How to complete this task -
Before copying, set the pictures aside; then repeat every line below verbatim.

Data items -

• • • • • • •

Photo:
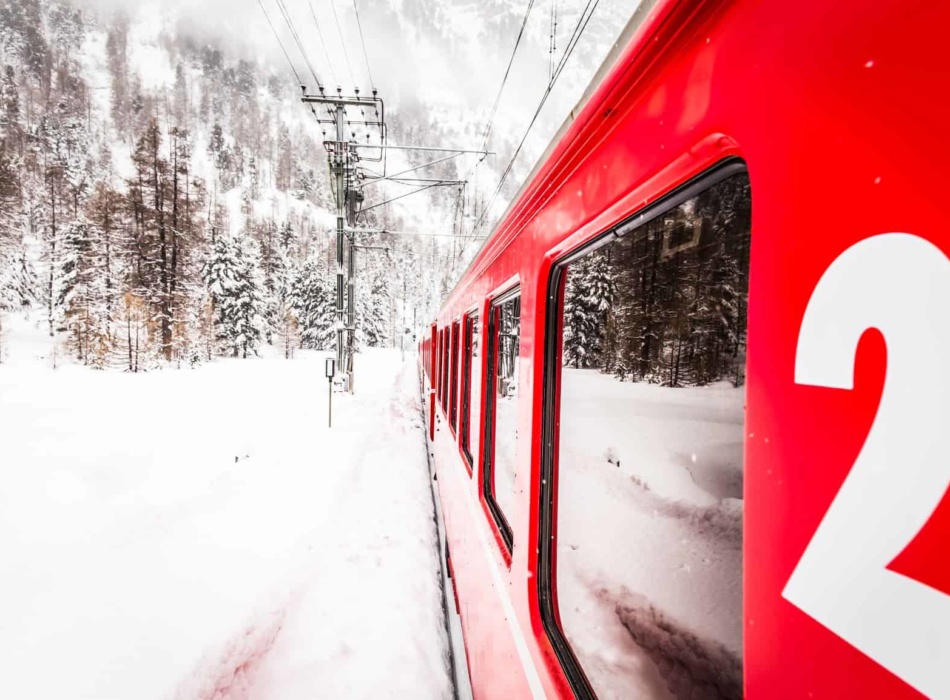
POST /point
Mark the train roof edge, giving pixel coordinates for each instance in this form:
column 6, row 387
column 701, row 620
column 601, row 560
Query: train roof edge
column 623, row 42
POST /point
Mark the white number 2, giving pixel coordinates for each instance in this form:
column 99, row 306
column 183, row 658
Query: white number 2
column 900, row 284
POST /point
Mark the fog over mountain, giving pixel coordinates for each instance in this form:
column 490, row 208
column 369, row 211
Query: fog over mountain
column 153, row 153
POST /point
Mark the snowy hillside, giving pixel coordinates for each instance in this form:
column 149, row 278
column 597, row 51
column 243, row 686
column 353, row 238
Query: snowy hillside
column 164, row 195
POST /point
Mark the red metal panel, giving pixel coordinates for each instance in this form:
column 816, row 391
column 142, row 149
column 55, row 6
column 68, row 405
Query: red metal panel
column 839, row 110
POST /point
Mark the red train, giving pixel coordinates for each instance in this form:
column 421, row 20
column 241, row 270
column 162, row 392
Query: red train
column 688, row 402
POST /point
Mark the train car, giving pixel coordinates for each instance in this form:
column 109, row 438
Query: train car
column 687, row 403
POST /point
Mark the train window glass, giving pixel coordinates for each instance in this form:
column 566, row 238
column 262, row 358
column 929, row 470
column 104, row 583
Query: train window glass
column 453, row 387
column 471, row 377
column 438, row 365
column 502, row 394
column 446, row 342
column 650, row 351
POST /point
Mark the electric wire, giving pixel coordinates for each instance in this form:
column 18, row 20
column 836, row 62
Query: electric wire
column 280, row 43
column 491, row 117
column 504, row 80
column 346, row 54
column 293, row 32
column 359, row 25
column 572, row 44
column 323, row 42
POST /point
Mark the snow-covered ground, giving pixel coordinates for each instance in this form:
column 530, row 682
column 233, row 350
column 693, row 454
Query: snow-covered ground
column 650, row 535
column 200, row 533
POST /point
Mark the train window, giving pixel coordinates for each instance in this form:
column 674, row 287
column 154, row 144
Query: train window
column 644, row 398
column 438, row 366
column 453, row 387
column 446, row 341
column 502, row 401
column 471, row 377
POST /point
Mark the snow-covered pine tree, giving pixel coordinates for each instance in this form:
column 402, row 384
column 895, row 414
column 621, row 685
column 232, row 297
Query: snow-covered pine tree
column 232, row 276
column 587, row 299
column 316, row 309
column 81, row 302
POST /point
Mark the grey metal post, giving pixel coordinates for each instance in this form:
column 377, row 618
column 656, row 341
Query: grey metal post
column 340, row 205
column 350, row 310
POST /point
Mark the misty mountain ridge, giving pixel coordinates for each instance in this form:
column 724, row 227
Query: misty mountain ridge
column 164, row 195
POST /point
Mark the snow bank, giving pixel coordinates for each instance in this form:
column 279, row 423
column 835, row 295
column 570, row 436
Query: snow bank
column 201, row 533
column 650, row 535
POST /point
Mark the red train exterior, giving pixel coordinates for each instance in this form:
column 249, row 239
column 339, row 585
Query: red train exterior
column 838, row 112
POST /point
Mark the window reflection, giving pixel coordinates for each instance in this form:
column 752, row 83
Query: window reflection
column 649, row 466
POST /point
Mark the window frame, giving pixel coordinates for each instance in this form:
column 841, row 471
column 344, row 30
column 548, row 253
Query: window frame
column 454, row 377
column 465, row 395
column 488, row 434
column 444, row 392
column 550, row 409
column 438, row 365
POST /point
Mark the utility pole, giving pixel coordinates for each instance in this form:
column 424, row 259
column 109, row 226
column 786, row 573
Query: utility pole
column 342, row 154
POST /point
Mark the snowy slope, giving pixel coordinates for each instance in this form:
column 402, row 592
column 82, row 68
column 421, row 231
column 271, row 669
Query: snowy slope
column 216, row 540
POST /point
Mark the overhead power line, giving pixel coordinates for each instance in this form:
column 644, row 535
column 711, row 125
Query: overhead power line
column 359, row 25
column 323, row 43
column 280, row 43
column 572, row 44
column 296, row 37
column 504, row 80
column 339, row 30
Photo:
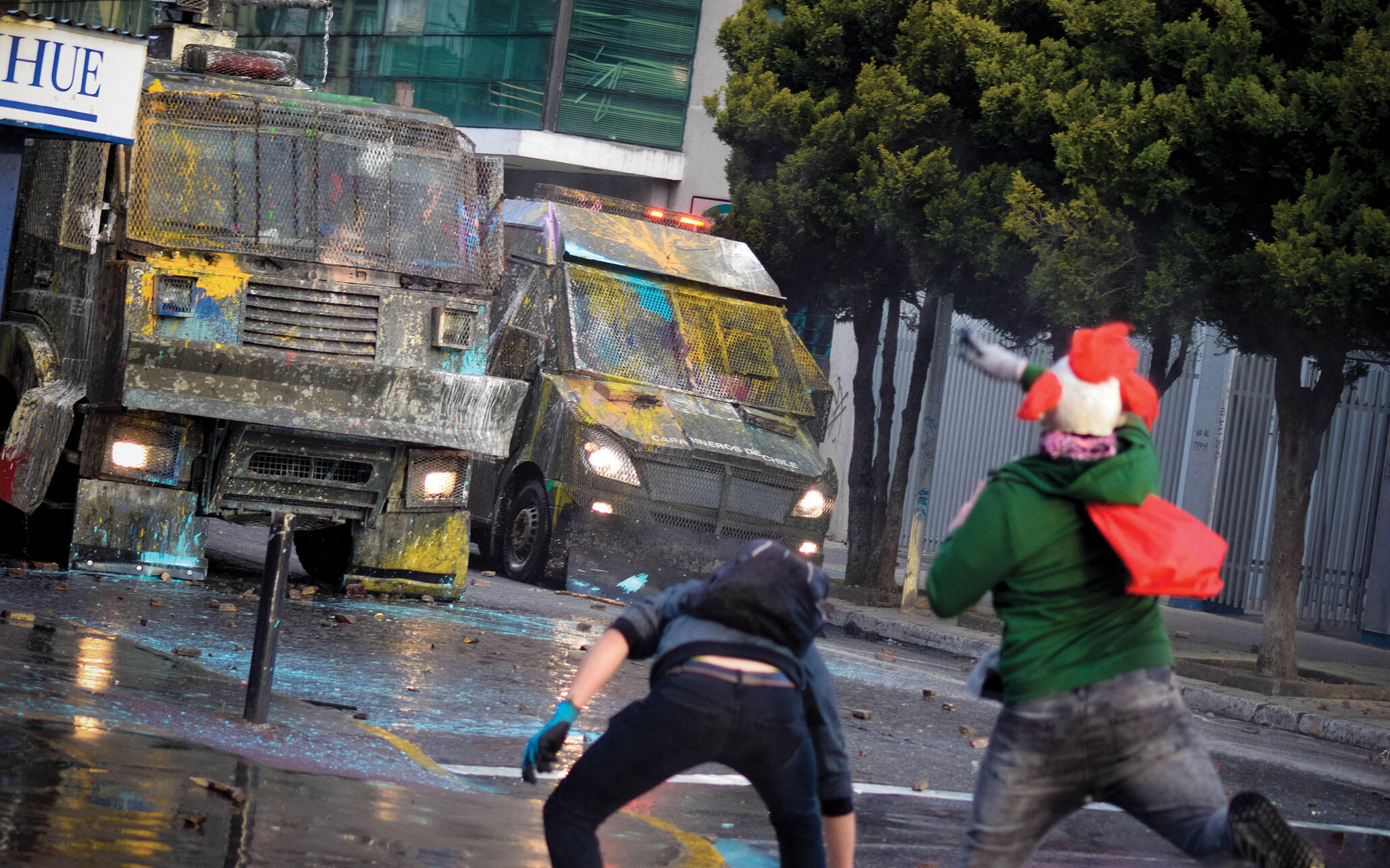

• • • • • • •

Solution to this task -
Photo:
POST /point
Mark the train roof edge, giving pixel coordinates for each instance in this form:
column 6, row 387
column 701, row 620
column 601, row 560
Query: train roof edge
column 623, row 42
POST /point
Mark the white number 2, giving pixel coordinates for each instance in this form:
column 99, row 306
column 183, row 658
Query: white number 2
column 900, row 284
POST /point
Mark the fog over mountain, giving pixel coordinates for each instance in this form:
column 490, row 208
column 369, row 211
Query: fog over mountain
column 153, row 153
POST /point
Mark the snowy hillside, giving pixel coordinates for each instance in this form:
column 149, row 278
column 597, row 51
column 243, row 686
column 353, row 238
Query: snowy hillside
column 164, row 195
POST /point
Mark the red metal panel, giving pixel coordinates for each instance in this form:
column 816, row 391
column 142, row 149
column 55, row 6
column 68, row 405
Query: red metal panel
column 839, row 110
POST /point
Mark the red train, giving pixel coordinates for each instance in this form:
column 421, row 20
column 241, row 270
column 162, row 392
Query: red train
column 688, row 402
POST /point
Mark the train car, giving pixel coordinates for each instance in this form:
column 109, row 438
Query: train car
column 687, row 403
POST /point
Mark the train window glass, giving pixel coordinates for each instance in this form:
column 566, row 238
column 262, row 358
column 929, row 470
column 104, row 583
Query: train window glass
column 453, row 387
column 471, row 377
column 438, row 365
column 502, row 394
column 446, row 342
column 650, row 351
POST /point
Mark the electric wire, giving pixel coordinates for each instance in this form:
column 18, row 20
column 836, row 62
Query: electric wire
column 280, row 43
column 491, row 117
column 504, row 80
column 346, row 54
column 293, row 32
column 359, row 25
column 572, row 44
column 323, row 42
POST /point
Mark the snow-covered ground, giving pixel coordinates for each instance in this form:
column 530, row 682
column 233, row 350
column 693, row 454
Query: snow-covered ground
column 650, row 535
column 200, row 533
POST /point
Mark the train window, giving pixel coordinates for each instance in this form:
column 674, row 287
column 154, row 144
Query: train window
column 644, row 398
column 438, row 366
column 453, row 387
column 446, row 341
column 502, row 401
column 471, row 377
POST /point
Mark the snow-covered pine tree, giving pixel coordinates for each instance in this form:
column 402, row 384
column 895, row 414
column 621, row 685
column 232, row 297
Query: snow-covered pine tree
column 232, row 276
column 587, row 299
column 316, row 309
column 81, row 302
POST /point
Mark the grey metal post, giving pixel coordinates for each instance in this form:
column 377, row 618
column 656, row 341
Query: grey metal post
column 340, row 205
column 350, row 310
POST /point
Mark the misty mountain ridge, giving pixel coordinates for each instance in this form:
column 724, row 227
Query: misty mountain ridge
column 164, row 195
POST /point
Mark the snow bank, giving pixel coordinates for each instance in this form:
column 279, row 423
column 835, row 295
column 570, row 436
Query: snow bank
column 201, row 533
column 650, row 535
POST /point
Mark the red train exterior, giving pixel coordinates for each instance in this form:
column 249, row 239
column 339, row 585
Query: red train exterior
column 838, row 112
POST /point
Mark the window reflection, giving pixel coordinates for each instance in this form:
column 752, row 83
Query: window reflection
column 649, row 466
POST /point
Mark the window frame, giving pixel coordinates for each instance in this form:
column 841, row 471
column 344, row 30
column 548, row 253
Query: window frame
column 454, row 377
column 465, row 395
column 488, row 434
column 444, row 392
column 550, row 409
column 438, row 365
POST /point
Mark the utility pole, giving pixel coordinates for each instance in this form:
column 424, row 259
column 109, row 226
column 786, row 573
Query: utility pole
column 342, row 154
POST /point
Mark the snowy slope, giving pixel coordinates for each instance in this form:
column 402, row 592
column 82, row 68
column 421, row 231
column 271, row 669
Query: snowy slope
column 216, row 540
POST /point
Mark the overhead power line, giving pixel coordinates for each instance in this form:
column 644, row 535
column 711, row 125
Query: overhead power line
column 359, row 25
column 323, row 43
column 280, row 43
column 572, row 44
column 296, row 37
column 504, row 80
column 339, row 30
Photo:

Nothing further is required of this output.